Copy out the lines from the start of the entries through the line containing "positive clicks: (622, 590) (525, 534)", with both ends included, reproducing each one word for word.
:: Data records
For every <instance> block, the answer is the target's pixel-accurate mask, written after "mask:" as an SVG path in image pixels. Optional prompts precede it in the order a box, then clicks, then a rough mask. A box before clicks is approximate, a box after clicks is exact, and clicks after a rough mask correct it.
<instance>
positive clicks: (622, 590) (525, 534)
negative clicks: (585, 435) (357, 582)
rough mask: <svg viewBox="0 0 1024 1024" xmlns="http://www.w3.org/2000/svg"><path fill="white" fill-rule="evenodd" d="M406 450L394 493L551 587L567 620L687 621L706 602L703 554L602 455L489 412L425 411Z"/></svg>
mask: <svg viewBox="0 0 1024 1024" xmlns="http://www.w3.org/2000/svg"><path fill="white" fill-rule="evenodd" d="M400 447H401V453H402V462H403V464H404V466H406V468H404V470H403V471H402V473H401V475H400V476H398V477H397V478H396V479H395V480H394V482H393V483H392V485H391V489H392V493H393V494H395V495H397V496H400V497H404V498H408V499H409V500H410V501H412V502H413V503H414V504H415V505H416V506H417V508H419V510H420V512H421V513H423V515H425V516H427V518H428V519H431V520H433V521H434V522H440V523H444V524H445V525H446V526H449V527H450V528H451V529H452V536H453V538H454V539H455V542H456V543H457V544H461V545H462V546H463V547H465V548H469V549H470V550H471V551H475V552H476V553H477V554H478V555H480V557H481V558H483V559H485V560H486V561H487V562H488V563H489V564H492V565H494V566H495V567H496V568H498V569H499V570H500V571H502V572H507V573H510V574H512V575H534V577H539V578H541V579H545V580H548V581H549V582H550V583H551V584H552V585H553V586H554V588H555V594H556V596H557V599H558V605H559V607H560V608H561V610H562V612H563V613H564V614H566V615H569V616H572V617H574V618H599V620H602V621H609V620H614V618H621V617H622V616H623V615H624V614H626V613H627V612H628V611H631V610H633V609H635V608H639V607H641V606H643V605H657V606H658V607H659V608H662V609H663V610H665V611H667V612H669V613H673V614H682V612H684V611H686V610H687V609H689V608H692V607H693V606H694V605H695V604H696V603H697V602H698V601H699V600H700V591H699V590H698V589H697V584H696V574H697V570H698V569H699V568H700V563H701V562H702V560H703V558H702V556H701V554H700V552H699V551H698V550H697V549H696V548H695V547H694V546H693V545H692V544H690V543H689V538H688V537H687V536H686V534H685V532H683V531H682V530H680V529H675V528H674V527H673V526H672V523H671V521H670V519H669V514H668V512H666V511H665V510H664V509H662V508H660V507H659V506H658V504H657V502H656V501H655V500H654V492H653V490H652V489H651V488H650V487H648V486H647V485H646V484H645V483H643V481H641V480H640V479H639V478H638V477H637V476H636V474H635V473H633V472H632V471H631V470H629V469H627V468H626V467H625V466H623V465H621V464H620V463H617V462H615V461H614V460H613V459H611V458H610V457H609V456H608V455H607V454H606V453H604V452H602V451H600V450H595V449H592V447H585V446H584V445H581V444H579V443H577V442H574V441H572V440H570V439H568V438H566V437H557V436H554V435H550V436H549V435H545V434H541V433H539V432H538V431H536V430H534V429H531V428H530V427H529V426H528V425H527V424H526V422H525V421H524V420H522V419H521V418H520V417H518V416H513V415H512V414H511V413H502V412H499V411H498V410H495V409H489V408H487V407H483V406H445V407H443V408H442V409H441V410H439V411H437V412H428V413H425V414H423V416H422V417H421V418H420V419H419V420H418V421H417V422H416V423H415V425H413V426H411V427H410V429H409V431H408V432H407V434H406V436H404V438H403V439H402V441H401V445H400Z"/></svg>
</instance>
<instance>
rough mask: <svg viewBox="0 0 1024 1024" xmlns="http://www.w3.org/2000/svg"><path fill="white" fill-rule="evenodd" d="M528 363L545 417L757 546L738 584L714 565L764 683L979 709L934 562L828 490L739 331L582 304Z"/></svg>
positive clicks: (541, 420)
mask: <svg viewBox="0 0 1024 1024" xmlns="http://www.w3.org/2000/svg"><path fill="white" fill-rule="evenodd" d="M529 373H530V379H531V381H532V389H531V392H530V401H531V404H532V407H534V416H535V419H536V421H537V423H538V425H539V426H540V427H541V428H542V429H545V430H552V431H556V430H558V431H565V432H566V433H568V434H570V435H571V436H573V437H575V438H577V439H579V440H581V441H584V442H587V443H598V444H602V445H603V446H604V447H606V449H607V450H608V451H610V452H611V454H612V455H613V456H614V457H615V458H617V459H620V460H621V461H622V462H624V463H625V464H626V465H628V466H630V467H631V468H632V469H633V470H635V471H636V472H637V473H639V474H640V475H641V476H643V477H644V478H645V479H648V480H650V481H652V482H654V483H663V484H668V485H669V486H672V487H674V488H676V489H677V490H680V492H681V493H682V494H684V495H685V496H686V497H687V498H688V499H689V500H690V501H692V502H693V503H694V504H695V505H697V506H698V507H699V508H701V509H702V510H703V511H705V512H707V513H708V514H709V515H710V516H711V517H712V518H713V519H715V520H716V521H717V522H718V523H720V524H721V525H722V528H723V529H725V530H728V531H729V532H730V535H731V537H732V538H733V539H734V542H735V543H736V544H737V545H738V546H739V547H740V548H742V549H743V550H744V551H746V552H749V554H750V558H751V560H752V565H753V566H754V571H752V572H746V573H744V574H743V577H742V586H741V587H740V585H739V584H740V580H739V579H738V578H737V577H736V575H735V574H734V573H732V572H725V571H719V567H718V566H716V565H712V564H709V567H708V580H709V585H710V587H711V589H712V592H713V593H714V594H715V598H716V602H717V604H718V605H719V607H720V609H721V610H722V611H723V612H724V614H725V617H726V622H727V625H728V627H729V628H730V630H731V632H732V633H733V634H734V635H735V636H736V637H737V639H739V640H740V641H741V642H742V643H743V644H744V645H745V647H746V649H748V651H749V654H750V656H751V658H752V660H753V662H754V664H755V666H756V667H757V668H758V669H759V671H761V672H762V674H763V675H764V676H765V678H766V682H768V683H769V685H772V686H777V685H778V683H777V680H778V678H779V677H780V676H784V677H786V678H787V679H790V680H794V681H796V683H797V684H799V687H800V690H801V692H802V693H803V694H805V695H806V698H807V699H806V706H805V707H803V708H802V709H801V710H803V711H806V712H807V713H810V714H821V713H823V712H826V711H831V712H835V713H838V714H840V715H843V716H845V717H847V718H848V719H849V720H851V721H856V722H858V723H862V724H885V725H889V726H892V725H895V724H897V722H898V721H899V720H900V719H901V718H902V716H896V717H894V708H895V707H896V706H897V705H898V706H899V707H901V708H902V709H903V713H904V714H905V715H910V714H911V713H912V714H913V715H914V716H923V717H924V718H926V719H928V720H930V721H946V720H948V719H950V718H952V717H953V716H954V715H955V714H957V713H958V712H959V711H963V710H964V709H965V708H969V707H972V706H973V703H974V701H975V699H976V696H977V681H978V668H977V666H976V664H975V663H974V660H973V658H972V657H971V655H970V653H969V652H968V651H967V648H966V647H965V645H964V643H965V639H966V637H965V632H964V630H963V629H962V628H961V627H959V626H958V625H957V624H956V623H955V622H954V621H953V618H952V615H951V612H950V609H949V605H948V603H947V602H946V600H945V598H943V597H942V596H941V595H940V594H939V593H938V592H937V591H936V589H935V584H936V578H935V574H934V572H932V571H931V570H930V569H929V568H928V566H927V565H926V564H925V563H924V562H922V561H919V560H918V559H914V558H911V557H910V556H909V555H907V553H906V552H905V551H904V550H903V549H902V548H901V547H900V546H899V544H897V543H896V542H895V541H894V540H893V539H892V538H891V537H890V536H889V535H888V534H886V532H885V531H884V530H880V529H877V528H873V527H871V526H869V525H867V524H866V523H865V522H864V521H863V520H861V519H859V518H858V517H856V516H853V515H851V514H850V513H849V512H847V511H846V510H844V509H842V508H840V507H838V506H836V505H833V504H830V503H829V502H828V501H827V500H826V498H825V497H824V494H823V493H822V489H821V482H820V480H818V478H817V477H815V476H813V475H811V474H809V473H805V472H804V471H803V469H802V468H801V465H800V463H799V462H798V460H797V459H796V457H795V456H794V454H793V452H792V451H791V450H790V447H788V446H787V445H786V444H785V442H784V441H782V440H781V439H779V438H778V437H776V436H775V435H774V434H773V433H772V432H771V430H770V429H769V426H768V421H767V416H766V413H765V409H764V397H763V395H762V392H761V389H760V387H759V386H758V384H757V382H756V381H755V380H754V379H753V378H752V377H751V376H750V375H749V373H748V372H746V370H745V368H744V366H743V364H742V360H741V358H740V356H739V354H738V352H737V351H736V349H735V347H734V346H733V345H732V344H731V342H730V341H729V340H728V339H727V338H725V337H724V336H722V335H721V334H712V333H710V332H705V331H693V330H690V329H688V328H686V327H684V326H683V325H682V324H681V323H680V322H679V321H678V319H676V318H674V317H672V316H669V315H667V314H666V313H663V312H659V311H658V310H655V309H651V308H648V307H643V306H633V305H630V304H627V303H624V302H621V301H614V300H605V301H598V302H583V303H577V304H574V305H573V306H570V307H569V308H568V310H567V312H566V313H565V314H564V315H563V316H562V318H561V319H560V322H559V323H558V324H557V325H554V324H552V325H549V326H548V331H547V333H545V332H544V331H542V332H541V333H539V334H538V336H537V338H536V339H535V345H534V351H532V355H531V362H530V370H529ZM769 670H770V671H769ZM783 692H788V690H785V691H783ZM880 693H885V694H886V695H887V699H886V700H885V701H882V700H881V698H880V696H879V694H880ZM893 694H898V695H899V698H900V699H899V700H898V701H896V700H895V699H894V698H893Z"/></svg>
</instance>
::::
Written answer:
For every <instance> block, the answer is the target's pixel-accurate mask, written after "mask:" as an SVG path in image pixels. Optional prompts precede it in the order a box, then clicks, then a rough mask. A box before clicks is approximate, a box after clicks is exact, and clicks after a rough mask correct it.
<instance>
positive clicks: (622, 590) (525, 534)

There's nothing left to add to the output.